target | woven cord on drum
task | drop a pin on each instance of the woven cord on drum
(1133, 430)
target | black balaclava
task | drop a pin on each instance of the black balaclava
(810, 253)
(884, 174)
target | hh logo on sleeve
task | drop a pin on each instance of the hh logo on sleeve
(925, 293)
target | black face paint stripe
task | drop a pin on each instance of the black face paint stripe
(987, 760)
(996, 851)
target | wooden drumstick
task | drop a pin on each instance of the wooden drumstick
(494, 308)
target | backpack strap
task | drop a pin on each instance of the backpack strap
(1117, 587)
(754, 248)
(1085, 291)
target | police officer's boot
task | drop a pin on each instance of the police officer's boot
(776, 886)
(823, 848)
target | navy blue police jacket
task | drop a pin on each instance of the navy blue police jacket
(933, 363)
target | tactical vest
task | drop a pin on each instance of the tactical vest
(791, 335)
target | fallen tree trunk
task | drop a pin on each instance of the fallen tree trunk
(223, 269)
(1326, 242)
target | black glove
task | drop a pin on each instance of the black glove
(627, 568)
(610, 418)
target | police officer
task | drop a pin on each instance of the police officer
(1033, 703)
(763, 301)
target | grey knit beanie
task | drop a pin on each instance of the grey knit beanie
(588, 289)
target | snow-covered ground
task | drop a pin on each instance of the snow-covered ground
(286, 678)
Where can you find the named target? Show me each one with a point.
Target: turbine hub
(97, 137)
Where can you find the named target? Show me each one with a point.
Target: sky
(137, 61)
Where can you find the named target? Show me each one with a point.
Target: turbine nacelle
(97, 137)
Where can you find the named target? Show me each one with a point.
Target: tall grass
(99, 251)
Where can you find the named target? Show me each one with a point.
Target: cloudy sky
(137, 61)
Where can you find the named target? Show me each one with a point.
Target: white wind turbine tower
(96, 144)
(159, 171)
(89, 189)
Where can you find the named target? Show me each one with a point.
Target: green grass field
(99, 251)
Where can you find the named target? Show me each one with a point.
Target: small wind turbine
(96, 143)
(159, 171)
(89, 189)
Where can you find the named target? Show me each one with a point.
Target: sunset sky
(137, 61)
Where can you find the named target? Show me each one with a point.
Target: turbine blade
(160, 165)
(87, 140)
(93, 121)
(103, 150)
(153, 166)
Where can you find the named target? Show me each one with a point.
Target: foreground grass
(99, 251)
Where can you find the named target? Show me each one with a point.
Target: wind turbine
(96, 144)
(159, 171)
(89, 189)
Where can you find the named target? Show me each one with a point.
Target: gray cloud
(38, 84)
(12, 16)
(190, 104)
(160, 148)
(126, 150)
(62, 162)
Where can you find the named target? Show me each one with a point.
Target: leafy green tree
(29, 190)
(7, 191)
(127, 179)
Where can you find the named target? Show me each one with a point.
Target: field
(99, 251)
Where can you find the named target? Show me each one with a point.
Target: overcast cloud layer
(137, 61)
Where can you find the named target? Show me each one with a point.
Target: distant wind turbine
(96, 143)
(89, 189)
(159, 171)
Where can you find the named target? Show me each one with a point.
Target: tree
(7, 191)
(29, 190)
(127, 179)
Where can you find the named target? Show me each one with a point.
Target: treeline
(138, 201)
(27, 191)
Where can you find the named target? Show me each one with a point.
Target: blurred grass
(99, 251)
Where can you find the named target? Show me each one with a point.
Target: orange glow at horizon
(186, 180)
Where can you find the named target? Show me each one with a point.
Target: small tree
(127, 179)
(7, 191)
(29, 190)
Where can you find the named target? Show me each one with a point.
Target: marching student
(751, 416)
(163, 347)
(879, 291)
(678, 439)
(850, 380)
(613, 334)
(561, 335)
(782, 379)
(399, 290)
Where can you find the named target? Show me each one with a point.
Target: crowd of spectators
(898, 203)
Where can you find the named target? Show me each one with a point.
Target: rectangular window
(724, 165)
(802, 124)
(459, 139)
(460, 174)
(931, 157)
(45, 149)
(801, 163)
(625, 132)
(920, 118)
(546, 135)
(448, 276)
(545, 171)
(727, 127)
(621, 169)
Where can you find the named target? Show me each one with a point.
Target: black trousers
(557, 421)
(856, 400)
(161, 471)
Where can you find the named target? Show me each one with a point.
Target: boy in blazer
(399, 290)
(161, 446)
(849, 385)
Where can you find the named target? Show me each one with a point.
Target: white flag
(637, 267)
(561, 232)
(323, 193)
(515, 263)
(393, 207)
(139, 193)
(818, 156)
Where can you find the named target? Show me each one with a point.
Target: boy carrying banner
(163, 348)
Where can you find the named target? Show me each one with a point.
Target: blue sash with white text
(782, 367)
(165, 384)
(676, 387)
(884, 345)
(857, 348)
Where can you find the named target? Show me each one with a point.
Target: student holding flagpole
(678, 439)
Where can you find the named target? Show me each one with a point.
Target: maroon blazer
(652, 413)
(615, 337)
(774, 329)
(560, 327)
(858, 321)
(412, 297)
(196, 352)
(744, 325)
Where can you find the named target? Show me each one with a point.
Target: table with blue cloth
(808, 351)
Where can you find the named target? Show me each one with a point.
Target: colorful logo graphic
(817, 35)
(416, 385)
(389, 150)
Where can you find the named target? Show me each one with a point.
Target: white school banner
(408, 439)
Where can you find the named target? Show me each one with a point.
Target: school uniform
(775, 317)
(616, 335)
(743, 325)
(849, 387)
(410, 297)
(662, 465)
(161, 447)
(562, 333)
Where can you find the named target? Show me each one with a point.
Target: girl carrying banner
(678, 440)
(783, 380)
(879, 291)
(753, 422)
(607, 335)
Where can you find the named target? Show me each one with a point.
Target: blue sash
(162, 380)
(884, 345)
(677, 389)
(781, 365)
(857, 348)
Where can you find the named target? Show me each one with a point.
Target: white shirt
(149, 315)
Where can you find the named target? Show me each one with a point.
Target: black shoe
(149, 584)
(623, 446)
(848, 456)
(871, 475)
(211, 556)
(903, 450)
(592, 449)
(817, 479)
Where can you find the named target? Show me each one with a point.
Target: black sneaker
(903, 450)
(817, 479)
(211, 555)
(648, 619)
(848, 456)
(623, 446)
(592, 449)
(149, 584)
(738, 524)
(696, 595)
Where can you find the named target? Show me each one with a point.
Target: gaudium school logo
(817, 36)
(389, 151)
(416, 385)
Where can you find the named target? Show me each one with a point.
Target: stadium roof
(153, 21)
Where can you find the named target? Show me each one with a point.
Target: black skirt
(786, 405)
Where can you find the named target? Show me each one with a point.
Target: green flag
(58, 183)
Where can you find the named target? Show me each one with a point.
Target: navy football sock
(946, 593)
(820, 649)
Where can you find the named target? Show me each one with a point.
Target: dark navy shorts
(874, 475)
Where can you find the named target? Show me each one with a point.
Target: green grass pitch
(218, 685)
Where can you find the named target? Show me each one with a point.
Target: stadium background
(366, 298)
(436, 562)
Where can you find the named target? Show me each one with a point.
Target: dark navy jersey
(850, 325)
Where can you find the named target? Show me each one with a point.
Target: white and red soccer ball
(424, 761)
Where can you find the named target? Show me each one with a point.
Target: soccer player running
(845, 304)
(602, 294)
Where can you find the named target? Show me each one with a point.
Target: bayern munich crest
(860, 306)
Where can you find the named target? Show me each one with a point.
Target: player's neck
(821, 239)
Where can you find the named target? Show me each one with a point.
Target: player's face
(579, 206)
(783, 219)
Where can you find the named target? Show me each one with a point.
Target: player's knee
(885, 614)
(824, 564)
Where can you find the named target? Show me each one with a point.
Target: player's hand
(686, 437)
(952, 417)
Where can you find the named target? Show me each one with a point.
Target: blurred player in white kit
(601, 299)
┄┄┄┄┄┄
Task to complete: Repeat the data above exactly.

Task response:
target | woven cord on drum
task | drop a pin on each instance of the woven cord on drum
(1133, 430)
target | black balaclava
task | drop a pin on each instance of the black balaclava
(810, 253)
(884, 174)
target | hh logo on sleeve
task | drop a pin on each instance of the hh logo on sleeve
(925, 293)
target | black face paint stripe
task | drop a pin on each instance of the black face paint stripe
(987, 760)
(996, 851)
target | wooden drumstick
task | drop a pin on each instance of the wooden drumstick
(494, 308)
target | backpack strap
task | drop a pin on each instance of the backpack strap
(1117, 587)
(754, 248)
(1085, 291)
target | police officer's boot
task | drop a pin on each instance of the police officer's boot
(776, 886)
(823, 848)
target | navy blue police jacket
task | drop a pin on each instance of the navy blue police jacket
(933, 363)
target | tactical vest
task | drop a pin on each instance of the tactical vest
(791, 335)
target | fallen tree trunk
task | drop a pin on each instance of the fallen tree trunk
(223, 269)
(1326, 242)
target | black glove
task | drop a pin on each instance of the black glove
(627, 568)
(610, 418)
target | police officer
task | drop a pin on each instance of the police officer
(1033, 703)
(763, 301)
target | grey knit beanie
task | drop a pin on each instance of the grey knit beanie
(588, 289)
target | snow-covered ground
task | drop a pin on each instance of the snow-covered ground
(286, 678)
Where can you find the named target? Show me each one with a point.
Target: turbine hub
(97, 137)
Where can you find the named target? Show me each one with a point.
Target: sky
(137, 61)
Where can you find the named target? Show me each one with a point.
Target: turbine nacelle
(97, 137)
Where can you find the named target? Show me each one with a point.
Target: tall grass
(99, 251)
Where can you find the named target? Show me each one with a point.
Target: cloudy sky
(137, 61)
Where can you find the named target? Show me each one with a point.
Target: white wind turbine tower
(96, 144)
(159, 171)
(89, 189)
Where can you find the named target? Show me each one with a point.
Target: green grass field
(99, 251)
Where can you find the named target? Show me each one with a point.
Target: small wind turbine
(96, 143)
(159, 171)
(89, 189)
Where can you find the named target? Show me each one with a point.
Target: sunset sky
(137, 61)
Where can you find the named target? Show me each one with a point.
Target: turbine blade
(160, 165)
(87, 140)
(93, 121)
(103, 150)
(153, 166)
Where can you find the named target? Show me each one with a point.
Target: foreground grass
(99, 251)
Where can you find the named target? Show me each one with a point.
Target: wind turbine
(96, 144)
(159, 171)
(89, 189)
Where can you find the named target? Show me each one with a point.
Target: gray cloud
(38, 84)
(12, 16)
(190, 104)
(160, 148)
(126, 150)
(62, 162)
Where can you find the named target? Show me each one with a point.
Target: leafy green tree
(29, 190)
(7, 191)
(127, 179)
Where can you find the named target? Show me each one with a point.
Target: field
(99, 251)
Where can you find the named target? Show me each one with a point.
Target: overcast cloud layer
(137, 61)
Where can you find the named target? Show me each one with a point.
Target: distant wind turbine
(96, 143)
(89, 189)
(159, 171)
Where can you find the named target? Show me each one with a point.
Target: tree
(7, 191)
(29, 190)
(127, 179)
Where can you find the named target? Show me each one with a point.
Target: treeline
(138, 201)
(27, 191)
Where can you find the named target? Show me each one with a point.
Target: blurred grass
(99, 251)
Where can you find the named target? Show me each one with a point.
Target: orange glow at horizon
(186, 180)
Where can you find the named target? Show me each one with a point.
Target: small tree
(127, 179)
(7, 191)
(29, 190)
Where can you find the named target? Show me each one with a point.
Target: marching student
(751, 416)
(163, 347)
(879, 291)
(678, 439)
(850, 380)
(613, 334)
(561, 335)
(782, 379)
(399, 290)
Where can you find the named target? Show me each one with a point.
Target: crowd of spectators
(898, 203)
Where can you find the named target? Show me each one with a point.
Target: rectangular window
(724, 165)
(802, 124)
(459, 139)
(460, 174)
(931, 157)
(45, 149)
(801, 163)
(625, 132)
(920, 118)
(546, 135)
(448, 276)
(545, 171)
(727, 127)
(621, 169)
Where can you find the named target? Show me each one with a point.
Target: black trousers
(557, 421)
(856, 400)
(161, 471)
Where can you find the named target? Show me each one with a point.
Target: boy in blazer
(399, 290)
(161, 446)
(849, 385)
Where can you find the named target? Show me each one with a point.
Target: white flag
(637, 267)
(561, 232)
(323, 193)
(515, 263)
(393, 207)
(139, 193)
(818, 156)
Where can you find the named target? Show me each one with a point.
Target: boy carrying banner
(163, 348)
Where can you find the named target? Show me each one with a point.
Target: blue sash with white text
(782, 367)
(165, 384)
(676, 387)
(884, 345)
(857, 348)
Where can you find the named target? Show me each one with a point.
Target: student holding flagpole
(678, 439)
Where can you find the named target? Show me each one with a point.
Target: maroon blazer
(652, 413)
(615, 337)
(774, 329)
(560, 327)
(858, 321)
(412, 297)
(196, 352)
(744, 325)
Where can you find the named target? Show me each one with a point.
Target: table with blue cloth
(808, 351)
Where can you find the named target? Show me each one with a point.
Target: colorful logo graphic
(817, 35)
(416, 385)
(389, 150)
Where can you find the named target? Show me each one with a point.
Target: white school banner
(408, 439)
Where can you find the named target? Show me each one with a point.
Target: school uniform
(775, 317)
(616, 335)
(743, 325)
(849, 387)
(410, 297)
(662, 465)
(161, 447)
(562, 333)
Where can you find the named target? Show me each one with a point.
Target: girl carrying banner
(678, 440)
(783, 380)
(879, 291)
(753, 422)
(607, 335)
Where can you find the named target? Show me each one with a point.
Target: blue sash
(162, 380)
(884, 345)
(677, 389)
(781, 365)
(857, 348)
Where can you find the named target? Show me each one with a point.
Target: white shirt
(149, 315)
Where can you find the named target? Show me each one with a point.
Target: black shoe
(149, 584)
(623, 446)
(848, 456)
(871, 475)
(211, 556)
(903, 450)
(592, 449)
(817, 479)
Where can you find the named target? Show me each one with a point.
Target: black sneaker
(903, 450)
(817, 479)
(211, 555)
(648, 619)
(848, 456)
(623, 446)
(592, 449)
(149, 584)
(738, 524)
(696, 595)
Where can you find the named target? Show me each one with a point.
Target: gaudium school logo
(817, 36)
(389, 151)
(416, 385)
Where can you find the named target? Show me each one with a point.
Target: stadium roof
(153, 21)
Where can you find the named target? Show me each one with a point.
Target: black skirt
(786, 405)
Where can you find the named target? Show me each one with a point.
Target: green flag
(58, 183)
Where can you find the named target? Show me each one with a point.
Target: navy football sock
(946, 593)
(820, 649)
Where can you find the named target? Show me each one with a point.
Target: dark navy shorts
(874, 475)
Where can you find the named target? Show me each one with a point.
Target: green grass pitch
(218, 685)
Where can you find the named target? Show me each one with a point.
Target: stadium background
(366, 298)
(436, 562)
Where can you find the named target? Show me each one with a point.
Target: dark navy jersey
(850, 325)
Where can you find the named target? Show me each one with a point.
Target: white and red soccer ball
(424, 761)
Where can you find the named target? Show me each one with a point.
Target: soccer player running
(845, 304)
(602, 294)
Where can you find the named target? Show me each one with a point.
Target: bayern munich crest
(860, 306)
Where can you find the named target? Show me each one with a point.
Target: player's neck
(821, 239)
Where can you find the named target? Show me each one with a point.
Target: player's face
(579, 206)
(783, 219)
Where can you find the named target? Show me each one with a point.
Target: player's knee
(885, 614)
(824, 564)
Where can you find the named target? Show me each one with a point.
Target: player's hand
(686, 437)
(952, 417)
Where can you find the named target? Show me each one with a point.
Target: blurred player in white kit
(601, 299)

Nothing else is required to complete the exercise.